§ What the exercise asks: Reprint every line of the data, keeping each character intact.

§ Dataset excerpts:
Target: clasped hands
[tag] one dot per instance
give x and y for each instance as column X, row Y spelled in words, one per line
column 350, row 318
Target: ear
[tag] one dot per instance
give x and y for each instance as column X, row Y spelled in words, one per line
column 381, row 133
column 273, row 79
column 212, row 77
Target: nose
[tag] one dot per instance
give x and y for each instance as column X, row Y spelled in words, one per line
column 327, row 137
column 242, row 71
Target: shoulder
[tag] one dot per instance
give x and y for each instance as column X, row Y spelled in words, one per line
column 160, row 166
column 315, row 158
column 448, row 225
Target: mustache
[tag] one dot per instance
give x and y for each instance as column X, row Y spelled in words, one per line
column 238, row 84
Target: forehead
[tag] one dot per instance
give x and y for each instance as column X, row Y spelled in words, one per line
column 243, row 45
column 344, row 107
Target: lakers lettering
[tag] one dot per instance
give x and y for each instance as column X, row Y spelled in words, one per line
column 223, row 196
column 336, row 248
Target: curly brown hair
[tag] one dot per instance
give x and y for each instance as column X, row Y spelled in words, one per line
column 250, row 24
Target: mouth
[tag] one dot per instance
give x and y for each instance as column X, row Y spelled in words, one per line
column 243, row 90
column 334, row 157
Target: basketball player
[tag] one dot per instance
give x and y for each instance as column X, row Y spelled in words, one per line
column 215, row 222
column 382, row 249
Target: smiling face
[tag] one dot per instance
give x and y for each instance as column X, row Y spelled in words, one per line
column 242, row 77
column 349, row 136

§ Answer space:
Target: clasped hands
[tag] one dot per instance
give x and y for each instance as column X, row Y spelled in words, one per line
column 350, row 318
Target: ear
[tag] one dot per instance
give x and y for each instance as column X, row Y spelled in words, one per line
column 381, row 133
column 273, row 79
column 212, row 77
Target: nose
[tag] one dot per instance
give x and y for each instance as column X, row Y spelled in words, one per line
column 327, row 137
column 242, row 71
Target: shoulder
[tag] one dot per instance
give x and y for each instance as column X, row Y spelled in words, one per line
column 160, row 166
column 315, row 158
column 448, row 225
Target: mustache
[tag] one dot per instance
give x and y for each instance as column X, row Y spelled in words, one per line
column 238, row 84
Target: forehead
[tag] one dot per instance
give x and y for each instance as column X, row Y spelled in words, one per line
column 243, row 45
column 344, row 107
Target: lakers lettering
[tag] one dot per instance
give x and y for each instance as column X, row Y spelled in words, one per line
column 223, row 196
column 336, row 248
Target: curly brown hair
[tag] one dot per instance
give x and y for each instance as column X, row Y spelled in words, one per line
column 250, row 24
Target: mouth
[tag] one dot per instance
give x and y for each instance as column X, row Y spelled in words, one per line
column 243, row 90
column 334, row 157
Target: basketball player
[tag] one dot per instance
give x and y for each instance as column X, row Y spelled in words, one per line
column 215, row 222
column 382, row 249
Target: smiling face
[tag] one dot per instance
give x and y for each instance as column X, row Y spelled in words, one per line
column 242, row 77
column 349, row 136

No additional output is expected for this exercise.